** Opening Data for review block **
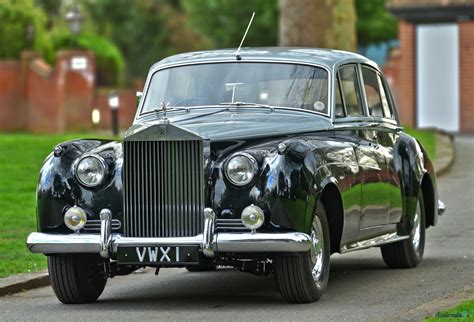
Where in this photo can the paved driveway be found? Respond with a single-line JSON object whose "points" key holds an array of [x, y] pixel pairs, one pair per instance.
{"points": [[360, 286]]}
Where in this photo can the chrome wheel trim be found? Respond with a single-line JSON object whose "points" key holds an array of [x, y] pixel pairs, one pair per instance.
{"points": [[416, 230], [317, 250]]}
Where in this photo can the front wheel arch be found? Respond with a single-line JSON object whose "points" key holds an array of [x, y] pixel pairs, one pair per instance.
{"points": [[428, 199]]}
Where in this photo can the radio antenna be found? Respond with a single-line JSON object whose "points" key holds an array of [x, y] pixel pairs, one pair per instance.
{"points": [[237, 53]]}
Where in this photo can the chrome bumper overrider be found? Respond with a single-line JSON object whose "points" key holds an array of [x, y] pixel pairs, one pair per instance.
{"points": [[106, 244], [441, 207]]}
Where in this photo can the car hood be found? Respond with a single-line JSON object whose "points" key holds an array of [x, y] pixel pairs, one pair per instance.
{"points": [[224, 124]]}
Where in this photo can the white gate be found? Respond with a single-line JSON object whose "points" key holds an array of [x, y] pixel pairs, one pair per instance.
** Closing Data for review block **
** Opening Data for review block **
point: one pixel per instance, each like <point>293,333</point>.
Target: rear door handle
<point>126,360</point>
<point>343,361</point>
** Closing Data for review block **
• [Work item]:
Set down, from the entries above, exactly the lines from the one with "Where in this photo can the car" up to and including the one with "Where in this photo can the white", and no other lines.

• [Your response]:
Where in this photo can the car hood be found? Respond with a single-line JSON object whose "points" key holds an array of [x, y] pixel pairs, one pair per instance.
{"points": [[224, 124]]}
Where in this photo can the white gate be found? Respond with a single-line JSON object whose "points" key holds an array of [x, y] pixel pairs, one pair per instance.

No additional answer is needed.